START Available data

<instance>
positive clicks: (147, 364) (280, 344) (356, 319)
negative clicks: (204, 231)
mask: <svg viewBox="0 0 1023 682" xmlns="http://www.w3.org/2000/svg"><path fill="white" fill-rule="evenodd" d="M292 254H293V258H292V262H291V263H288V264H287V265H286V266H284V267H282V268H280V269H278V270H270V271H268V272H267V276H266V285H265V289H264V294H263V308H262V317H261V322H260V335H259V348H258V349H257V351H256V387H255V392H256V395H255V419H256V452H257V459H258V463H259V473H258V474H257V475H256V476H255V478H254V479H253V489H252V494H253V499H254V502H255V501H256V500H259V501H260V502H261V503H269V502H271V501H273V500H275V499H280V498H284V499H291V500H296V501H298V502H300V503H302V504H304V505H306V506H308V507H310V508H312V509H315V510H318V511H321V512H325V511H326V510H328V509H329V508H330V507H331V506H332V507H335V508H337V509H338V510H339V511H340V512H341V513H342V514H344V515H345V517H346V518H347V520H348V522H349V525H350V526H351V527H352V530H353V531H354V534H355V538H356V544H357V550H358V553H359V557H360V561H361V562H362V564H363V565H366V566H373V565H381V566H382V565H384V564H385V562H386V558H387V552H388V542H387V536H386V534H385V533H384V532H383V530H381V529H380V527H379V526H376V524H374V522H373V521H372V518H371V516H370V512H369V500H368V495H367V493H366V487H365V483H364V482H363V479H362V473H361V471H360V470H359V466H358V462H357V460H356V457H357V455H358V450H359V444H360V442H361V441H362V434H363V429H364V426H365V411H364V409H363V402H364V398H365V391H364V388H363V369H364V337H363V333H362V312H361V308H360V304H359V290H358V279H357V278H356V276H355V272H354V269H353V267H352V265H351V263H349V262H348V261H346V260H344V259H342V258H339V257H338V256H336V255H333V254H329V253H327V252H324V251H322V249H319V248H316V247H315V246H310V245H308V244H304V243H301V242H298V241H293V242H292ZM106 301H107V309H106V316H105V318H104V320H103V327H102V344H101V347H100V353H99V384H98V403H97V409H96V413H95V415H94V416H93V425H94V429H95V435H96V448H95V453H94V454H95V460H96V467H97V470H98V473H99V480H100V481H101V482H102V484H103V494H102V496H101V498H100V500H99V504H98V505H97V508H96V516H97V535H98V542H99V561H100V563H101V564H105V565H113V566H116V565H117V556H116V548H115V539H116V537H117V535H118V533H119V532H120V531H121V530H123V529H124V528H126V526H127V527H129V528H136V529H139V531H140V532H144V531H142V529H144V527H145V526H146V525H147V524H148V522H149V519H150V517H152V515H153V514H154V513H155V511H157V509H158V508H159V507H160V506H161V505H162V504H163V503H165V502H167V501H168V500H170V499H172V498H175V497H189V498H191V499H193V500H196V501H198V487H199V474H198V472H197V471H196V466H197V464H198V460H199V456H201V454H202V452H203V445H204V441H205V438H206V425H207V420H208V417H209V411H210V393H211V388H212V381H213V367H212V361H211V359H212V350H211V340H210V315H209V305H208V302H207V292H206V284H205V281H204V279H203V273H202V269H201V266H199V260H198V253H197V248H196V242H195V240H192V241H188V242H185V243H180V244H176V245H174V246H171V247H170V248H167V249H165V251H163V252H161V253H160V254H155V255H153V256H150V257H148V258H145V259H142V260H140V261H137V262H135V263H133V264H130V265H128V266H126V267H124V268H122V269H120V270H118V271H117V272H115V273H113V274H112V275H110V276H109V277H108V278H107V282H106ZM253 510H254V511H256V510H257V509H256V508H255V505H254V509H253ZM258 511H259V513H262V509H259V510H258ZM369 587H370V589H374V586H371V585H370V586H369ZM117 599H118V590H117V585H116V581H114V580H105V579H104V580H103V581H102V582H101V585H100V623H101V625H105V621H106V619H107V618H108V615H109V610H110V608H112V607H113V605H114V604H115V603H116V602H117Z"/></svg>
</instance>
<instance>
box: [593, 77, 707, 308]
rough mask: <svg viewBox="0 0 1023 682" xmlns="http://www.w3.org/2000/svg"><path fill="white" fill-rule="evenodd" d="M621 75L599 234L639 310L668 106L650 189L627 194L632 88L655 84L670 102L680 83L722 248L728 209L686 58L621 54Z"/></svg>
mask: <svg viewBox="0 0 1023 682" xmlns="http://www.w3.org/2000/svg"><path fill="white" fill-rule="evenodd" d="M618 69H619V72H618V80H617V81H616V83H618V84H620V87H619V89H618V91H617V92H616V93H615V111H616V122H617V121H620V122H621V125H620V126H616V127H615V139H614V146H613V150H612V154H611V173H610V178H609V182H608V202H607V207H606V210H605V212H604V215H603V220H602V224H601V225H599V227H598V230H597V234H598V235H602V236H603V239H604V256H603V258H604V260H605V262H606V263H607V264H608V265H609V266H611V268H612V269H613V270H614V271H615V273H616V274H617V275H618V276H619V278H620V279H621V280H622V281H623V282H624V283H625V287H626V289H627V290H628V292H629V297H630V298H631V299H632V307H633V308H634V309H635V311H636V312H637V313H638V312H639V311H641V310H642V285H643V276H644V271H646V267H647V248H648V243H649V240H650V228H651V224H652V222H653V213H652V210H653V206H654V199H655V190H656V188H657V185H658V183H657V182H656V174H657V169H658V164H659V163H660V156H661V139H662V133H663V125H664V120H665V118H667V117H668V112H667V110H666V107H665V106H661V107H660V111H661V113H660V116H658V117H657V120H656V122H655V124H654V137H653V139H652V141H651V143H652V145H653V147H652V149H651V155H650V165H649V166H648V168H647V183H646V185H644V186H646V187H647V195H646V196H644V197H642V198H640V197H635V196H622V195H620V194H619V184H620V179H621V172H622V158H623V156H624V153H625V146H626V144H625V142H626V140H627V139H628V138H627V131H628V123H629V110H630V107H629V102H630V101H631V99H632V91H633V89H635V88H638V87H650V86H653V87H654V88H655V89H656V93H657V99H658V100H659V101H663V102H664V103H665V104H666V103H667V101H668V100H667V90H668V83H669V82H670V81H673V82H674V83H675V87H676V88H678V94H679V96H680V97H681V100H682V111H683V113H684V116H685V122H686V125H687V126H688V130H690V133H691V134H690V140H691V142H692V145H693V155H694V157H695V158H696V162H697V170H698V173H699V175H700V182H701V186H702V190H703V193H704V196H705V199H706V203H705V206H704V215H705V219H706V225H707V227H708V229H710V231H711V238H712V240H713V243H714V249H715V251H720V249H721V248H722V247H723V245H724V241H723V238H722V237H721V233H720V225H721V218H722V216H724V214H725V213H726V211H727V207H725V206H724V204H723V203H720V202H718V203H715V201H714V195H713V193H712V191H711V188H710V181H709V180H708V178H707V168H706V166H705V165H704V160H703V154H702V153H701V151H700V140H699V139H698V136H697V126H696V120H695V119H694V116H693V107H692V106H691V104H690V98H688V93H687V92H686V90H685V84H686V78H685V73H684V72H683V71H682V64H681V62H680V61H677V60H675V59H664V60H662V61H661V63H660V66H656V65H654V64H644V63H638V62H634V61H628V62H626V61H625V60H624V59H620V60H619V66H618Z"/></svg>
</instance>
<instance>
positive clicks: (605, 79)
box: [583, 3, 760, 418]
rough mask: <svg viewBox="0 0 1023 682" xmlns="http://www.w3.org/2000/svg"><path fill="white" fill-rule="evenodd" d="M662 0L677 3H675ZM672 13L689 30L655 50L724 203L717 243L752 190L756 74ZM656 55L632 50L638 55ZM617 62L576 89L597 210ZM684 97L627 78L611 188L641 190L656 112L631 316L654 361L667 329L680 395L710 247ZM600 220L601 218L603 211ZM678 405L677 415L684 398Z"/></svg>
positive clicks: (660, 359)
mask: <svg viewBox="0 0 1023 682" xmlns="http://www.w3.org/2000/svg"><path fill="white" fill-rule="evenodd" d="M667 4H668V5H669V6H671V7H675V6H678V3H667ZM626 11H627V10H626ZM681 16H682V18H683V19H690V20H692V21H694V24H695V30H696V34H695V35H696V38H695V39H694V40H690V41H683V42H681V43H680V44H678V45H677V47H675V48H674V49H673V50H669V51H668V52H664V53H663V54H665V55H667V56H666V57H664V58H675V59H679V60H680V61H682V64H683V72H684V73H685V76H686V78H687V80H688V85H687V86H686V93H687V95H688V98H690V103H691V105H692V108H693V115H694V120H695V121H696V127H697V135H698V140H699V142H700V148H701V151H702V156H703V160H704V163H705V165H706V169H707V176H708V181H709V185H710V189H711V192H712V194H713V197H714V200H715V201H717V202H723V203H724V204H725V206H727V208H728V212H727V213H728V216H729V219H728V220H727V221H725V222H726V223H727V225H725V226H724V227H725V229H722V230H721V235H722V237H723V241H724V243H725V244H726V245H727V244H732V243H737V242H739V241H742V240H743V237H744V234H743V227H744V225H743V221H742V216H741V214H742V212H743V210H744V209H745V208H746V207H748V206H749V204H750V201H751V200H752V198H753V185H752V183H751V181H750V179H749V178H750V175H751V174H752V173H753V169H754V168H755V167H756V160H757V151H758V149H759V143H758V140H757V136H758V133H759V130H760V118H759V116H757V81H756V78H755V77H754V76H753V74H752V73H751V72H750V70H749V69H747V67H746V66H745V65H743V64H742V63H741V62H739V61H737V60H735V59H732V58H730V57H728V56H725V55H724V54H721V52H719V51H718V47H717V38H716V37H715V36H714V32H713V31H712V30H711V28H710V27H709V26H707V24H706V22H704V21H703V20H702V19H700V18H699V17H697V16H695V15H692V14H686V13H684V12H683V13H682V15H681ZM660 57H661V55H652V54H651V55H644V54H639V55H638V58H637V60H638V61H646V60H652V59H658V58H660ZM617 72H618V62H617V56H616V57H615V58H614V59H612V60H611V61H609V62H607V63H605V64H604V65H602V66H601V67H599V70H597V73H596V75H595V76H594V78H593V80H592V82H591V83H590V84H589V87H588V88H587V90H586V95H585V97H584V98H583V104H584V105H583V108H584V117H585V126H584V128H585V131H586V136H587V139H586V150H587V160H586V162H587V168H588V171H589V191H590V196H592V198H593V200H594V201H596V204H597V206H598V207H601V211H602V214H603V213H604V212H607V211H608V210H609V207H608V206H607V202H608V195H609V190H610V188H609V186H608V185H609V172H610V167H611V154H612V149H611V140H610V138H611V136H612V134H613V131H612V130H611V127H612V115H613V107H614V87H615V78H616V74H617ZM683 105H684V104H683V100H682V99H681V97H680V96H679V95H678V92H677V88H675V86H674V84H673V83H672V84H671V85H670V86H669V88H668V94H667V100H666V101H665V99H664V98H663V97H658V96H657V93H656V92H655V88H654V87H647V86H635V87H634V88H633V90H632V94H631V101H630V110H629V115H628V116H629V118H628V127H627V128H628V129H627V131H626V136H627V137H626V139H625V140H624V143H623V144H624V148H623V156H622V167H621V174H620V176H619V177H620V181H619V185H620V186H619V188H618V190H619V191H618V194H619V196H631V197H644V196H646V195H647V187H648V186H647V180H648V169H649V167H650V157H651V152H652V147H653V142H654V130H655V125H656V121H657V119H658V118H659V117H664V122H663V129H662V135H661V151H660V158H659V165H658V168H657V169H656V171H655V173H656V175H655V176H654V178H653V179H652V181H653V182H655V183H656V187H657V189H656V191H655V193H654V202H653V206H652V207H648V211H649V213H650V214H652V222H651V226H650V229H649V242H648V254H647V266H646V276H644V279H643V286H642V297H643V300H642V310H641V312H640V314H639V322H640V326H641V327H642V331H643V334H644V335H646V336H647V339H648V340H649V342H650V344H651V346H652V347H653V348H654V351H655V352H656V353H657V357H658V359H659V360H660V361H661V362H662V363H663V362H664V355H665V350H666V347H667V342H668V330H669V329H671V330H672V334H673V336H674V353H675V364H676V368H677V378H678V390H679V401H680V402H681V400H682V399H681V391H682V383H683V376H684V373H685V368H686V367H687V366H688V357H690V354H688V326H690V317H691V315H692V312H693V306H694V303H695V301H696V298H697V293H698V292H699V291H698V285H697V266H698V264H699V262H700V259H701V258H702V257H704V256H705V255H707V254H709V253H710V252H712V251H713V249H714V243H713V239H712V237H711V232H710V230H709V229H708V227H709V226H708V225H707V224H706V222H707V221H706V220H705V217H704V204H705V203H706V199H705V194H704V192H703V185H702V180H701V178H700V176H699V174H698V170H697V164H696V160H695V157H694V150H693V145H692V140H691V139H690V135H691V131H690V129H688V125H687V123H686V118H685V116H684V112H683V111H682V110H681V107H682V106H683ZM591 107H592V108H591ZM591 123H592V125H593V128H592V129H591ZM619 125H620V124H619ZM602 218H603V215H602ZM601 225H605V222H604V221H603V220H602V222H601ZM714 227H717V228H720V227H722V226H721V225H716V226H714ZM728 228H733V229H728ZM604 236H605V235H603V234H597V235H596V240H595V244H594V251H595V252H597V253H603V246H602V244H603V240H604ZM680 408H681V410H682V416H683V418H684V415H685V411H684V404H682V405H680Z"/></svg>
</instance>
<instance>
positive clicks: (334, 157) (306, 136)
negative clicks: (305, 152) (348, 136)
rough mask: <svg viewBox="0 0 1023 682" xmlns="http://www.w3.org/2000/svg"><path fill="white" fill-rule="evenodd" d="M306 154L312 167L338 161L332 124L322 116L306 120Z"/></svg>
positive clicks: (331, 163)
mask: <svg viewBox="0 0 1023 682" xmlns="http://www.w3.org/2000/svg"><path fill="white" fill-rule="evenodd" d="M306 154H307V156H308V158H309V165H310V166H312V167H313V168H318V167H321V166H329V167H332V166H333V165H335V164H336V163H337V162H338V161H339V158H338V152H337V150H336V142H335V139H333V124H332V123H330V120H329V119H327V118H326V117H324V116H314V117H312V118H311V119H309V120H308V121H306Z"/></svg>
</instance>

END Available data

**Task directions**
The reply should consist solely of the lines of the data, exact, from the opening line through the line with "positive clicks: (147, 364)", inclusive.

**The answer**
<instance>
positive clicks: (147, 364) (280, 344) (356, 319)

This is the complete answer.